**Extracted entries**

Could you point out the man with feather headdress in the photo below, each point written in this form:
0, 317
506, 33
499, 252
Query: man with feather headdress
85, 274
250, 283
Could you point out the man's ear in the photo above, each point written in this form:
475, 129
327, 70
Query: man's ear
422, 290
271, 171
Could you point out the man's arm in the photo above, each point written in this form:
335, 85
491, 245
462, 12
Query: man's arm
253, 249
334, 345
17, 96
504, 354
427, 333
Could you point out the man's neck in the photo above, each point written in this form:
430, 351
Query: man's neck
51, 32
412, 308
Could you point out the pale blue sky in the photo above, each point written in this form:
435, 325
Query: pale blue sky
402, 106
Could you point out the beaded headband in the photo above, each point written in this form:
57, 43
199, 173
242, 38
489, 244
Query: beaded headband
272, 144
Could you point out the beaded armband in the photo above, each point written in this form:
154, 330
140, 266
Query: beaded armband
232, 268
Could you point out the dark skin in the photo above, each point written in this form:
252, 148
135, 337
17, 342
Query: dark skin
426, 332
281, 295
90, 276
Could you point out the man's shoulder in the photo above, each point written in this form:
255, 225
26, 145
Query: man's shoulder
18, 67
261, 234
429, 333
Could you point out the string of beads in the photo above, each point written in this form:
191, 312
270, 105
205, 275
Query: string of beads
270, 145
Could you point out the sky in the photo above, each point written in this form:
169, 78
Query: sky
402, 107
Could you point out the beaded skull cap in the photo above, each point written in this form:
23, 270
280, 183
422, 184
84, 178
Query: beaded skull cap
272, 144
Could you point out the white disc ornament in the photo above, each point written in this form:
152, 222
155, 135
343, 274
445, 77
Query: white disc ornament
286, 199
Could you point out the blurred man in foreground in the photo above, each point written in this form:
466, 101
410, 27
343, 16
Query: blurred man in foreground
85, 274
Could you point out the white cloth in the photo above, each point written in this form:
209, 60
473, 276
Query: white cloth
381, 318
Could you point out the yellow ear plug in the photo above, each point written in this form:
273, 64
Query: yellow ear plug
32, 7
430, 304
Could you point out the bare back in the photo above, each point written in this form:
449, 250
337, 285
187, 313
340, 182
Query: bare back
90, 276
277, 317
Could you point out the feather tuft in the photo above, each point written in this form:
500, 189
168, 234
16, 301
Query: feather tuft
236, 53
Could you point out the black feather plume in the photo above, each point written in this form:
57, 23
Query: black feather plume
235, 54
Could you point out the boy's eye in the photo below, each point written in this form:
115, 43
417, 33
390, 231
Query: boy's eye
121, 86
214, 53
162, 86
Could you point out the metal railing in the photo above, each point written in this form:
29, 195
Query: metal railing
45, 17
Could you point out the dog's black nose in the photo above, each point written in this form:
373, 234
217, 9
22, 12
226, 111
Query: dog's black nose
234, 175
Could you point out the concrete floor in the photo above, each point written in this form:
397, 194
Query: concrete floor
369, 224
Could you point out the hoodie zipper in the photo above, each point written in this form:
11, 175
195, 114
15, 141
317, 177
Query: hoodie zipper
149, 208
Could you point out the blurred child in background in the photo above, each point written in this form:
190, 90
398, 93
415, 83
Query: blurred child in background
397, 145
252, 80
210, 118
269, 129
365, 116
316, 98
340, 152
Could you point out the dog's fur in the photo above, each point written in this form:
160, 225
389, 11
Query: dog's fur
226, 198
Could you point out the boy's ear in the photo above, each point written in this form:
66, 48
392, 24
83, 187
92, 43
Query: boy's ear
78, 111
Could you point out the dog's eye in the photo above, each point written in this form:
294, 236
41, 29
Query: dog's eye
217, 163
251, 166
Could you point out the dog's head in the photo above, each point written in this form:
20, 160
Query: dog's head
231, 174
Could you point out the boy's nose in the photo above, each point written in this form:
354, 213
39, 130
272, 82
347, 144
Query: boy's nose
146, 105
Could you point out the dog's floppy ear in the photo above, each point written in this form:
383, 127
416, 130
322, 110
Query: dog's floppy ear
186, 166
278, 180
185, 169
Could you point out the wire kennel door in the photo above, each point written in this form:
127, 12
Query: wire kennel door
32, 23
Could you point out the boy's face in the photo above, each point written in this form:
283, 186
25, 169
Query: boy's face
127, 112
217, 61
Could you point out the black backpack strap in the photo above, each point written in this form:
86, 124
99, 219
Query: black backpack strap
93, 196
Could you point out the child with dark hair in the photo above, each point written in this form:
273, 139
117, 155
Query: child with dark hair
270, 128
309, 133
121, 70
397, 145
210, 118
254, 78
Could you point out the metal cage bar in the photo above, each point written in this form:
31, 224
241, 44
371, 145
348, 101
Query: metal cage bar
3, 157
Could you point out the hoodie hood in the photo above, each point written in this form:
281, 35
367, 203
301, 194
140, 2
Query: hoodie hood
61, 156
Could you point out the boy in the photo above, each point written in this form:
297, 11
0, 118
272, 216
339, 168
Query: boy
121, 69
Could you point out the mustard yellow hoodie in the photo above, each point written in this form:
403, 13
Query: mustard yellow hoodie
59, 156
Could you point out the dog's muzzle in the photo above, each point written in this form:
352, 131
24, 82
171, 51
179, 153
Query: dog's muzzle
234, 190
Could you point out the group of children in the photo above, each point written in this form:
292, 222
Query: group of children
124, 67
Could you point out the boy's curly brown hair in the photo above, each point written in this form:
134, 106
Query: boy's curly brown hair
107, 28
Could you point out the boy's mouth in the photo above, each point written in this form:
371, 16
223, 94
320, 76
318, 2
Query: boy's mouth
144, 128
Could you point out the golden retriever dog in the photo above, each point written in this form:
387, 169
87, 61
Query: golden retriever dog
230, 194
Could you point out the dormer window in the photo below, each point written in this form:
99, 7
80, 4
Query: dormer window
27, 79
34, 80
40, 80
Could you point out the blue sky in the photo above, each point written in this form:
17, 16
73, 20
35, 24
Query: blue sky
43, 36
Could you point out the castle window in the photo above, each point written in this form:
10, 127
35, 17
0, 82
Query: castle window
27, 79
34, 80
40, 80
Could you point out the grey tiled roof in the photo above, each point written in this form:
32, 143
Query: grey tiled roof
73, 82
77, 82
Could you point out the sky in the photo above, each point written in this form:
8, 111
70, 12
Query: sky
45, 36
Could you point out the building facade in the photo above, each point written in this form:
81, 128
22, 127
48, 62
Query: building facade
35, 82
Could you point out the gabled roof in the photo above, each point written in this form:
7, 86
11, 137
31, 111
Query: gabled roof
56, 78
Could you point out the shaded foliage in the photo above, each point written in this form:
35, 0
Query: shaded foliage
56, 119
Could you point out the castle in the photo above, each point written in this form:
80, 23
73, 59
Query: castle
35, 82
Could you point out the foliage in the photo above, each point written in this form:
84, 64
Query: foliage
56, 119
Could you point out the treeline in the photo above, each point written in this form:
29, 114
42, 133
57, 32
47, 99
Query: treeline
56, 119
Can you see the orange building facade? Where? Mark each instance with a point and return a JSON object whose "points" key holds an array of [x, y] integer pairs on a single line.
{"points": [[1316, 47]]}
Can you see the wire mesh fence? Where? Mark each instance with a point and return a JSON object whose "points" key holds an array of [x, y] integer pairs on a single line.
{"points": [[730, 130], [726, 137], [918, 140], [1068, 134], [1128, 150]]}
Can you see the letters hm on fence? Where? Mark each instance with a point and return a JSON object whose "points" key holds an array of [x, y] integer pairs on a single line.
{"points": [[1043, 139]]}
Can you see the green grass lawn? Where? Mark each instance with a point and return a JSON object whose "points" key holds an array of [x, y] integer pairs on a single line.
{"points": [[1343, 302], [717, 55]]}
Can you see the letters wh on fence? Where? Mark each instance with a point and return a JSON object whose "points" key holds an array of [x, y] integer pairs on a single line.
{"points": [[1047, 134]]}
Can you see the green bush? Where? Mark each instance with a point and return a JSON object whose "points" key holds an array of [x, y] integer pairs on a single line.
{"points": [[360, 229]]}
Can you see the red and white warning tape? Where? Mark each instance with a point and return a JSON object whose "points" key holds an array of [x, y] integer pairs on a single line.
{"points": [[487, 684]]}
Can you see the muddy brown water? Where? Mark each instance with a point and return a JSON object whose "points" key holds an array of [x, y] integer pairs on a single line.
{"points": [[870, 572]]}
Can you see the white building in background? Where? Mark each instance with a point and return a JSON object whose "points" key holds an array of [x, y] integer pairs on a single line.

**Work order**
The answer is each line from the entries above in which the word "below" occurs.

**Answer space**
Could you point out the man with feather headdress in the photo below, each point written in this form:
Could you point out the boy's eye in the photo below, each point written in this form:
Could you point out the dormer window in the photo below, each point written in this form:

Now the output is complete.